**ZADANIE DO WYKONANIA A**
Odpowiedz krótko na poniższe pytania na podstawie wpisu o Akcji Rotacji.
(i) Jaką mieszankę tytoniu wybrano do recenzji?
(ii) Na ile dobrze nabitych fajek wystarcza „na oko” porcja w woreczku?
(iii) Jaki tytoń jest najciemniejszy w mieszance?
**ZADANIE DO WYKONANIA B**
Przepisz wiernie fragment wpisu o Akcji Rotacji od słów „Porcja w woreczku” aż po słowa „z pewnością Latakia.”.
**ZADANIE DO WYKONANIA C**
Kontynuuj wpis o Akcji Rotacji od miejsca, w którym się kończy.

---------- FRAGMENT STRONY ----------

Akcja Rotacja 2016/17 – przystanek Kraków

4 stycznia 2017
By

Witam wszystkich

Na wstępie dziękuję Organizatorom za możliwość wzięcia udziału w akcji.

Jako pierwszy mam okazję podzielić się wrażeniami z tegorocznej Akcji Rotacji. W paczce, poza różnorodną i ciekawą zawartością szczególnie zainteresowały mnie trzy woreczki z próbkami tytoniu. Do recenzji wybrałem mieszankę komponowaną za oceanem: Hearth & Home – Larry’s Blend

Porcja w woreczku to “na oko” dwie dobrze nabite fajki. Tytoń z niego wysypany zaskoczył mnie dość dużym rozdrobnieniem. Jeśli wziąć pod uwagę kolor – na mieszankę składają się trzy rodzaje tytoniu. Wśród jaśniejszych jest Virginia i Orientale, a najciemniejszy, prawie czarny, to z pewnością Latakia.

---------- WYCIĄG Z DANYCH ----------

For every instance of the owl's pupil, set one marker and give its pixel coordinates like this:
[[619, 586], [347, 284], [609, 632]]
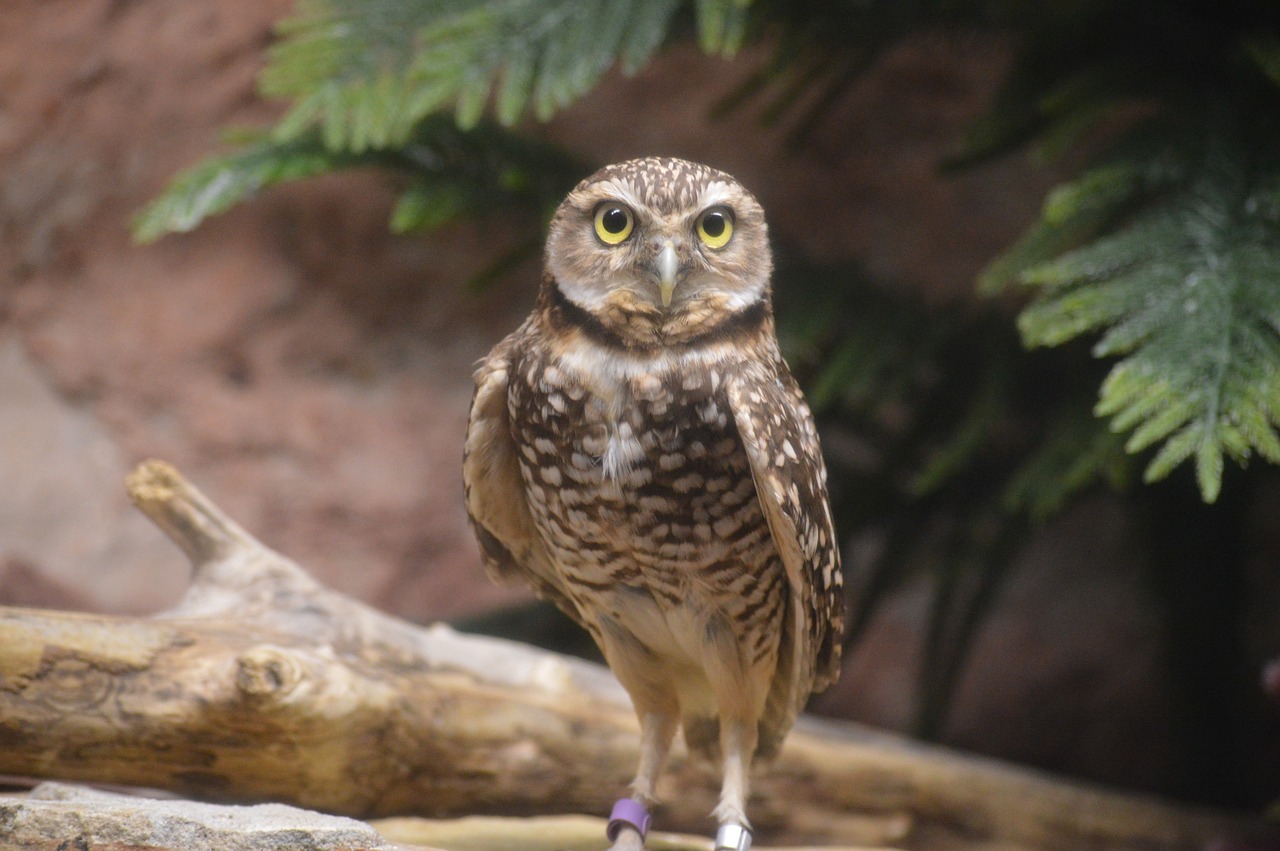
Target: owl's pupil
[[615, 220]]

----------

**ODPOWIEDŹ PISEMNA A**
(i) Hearth & Home – Larry’s Blend.
(ii) Na dwie.
(iii) Latakia.

**ODPOWIEDŹ PISEMNA B**
Porcja w woreczku to “na oko” dwie dobrze nabite fajki. Tytoń z niego wysypany zaskoczył mnie dość dużym rozdrobnieniem. Jeśli wziąć pod uwagę kolor – na mieszankę składają się trzy rodzaje tytoniu. Wśród jaśniejszych jest Virginia i Orientale, a najciemniejszy, prawie czarny, to z pewnością Latakia.

**ODPOWIEDŹ PISEMNA C**
Tytoń prosto z torebki ma wilgotność idealną do palenia, napełniam więc nim mojego Upshalla. Odpalam i zanurzam się w dymie zawiesistej wędzonki, słodzącej i sycącej, zagęszczającej atmosferę i wprawiającej w błogie rozleniwienie. Podejrzewam, że dominuje w tym tytoniu dobry, słodki Oriental, na bazie łagodnych, Virginii, dość wyraźnie doprawiony Latakią. W smaku jest coś, czego nie potrafię porównać do innych mieszanek angielskich, które do tej pory paliłem. Uderza słodycz i taki jakby „maślany” smak. Przyznam szczerze, że w trakcie palenia dla mnie Virginia jest prawie niewyczuwalna, Orientale i Latakia grają pierwsze skrzypce.

Palenie od strony technicznej jest bezproblemowe, chłodne i suche, brak kondensatu, nie ma mowy o żadnej mazi oblepiającej ściany komina.

Podsumowanie:
Moc: jak dla mnie – wyższe strefy stanów średnich. Aromatyzacja: brak. Smak: gładki, „maślany”. Room note: akceptowalny, a nawet przyjemny. W trakcie palenia usłyszałem opinię, że przywodzi ciepłe, miłe wrażenia aromatu dobiegającego z trzaskającego ognia w kominku lub palenia ogniska.  Czy to tytoń godny polecenia? Tak. To na pewno dobry tytoń z dominującą trochę, może ociężałą słodyczą, ale odwdzięczający się dymem chłodnym, o naturalnym, odświeżającym aromacie.

Na wieczorny relaks – polecam.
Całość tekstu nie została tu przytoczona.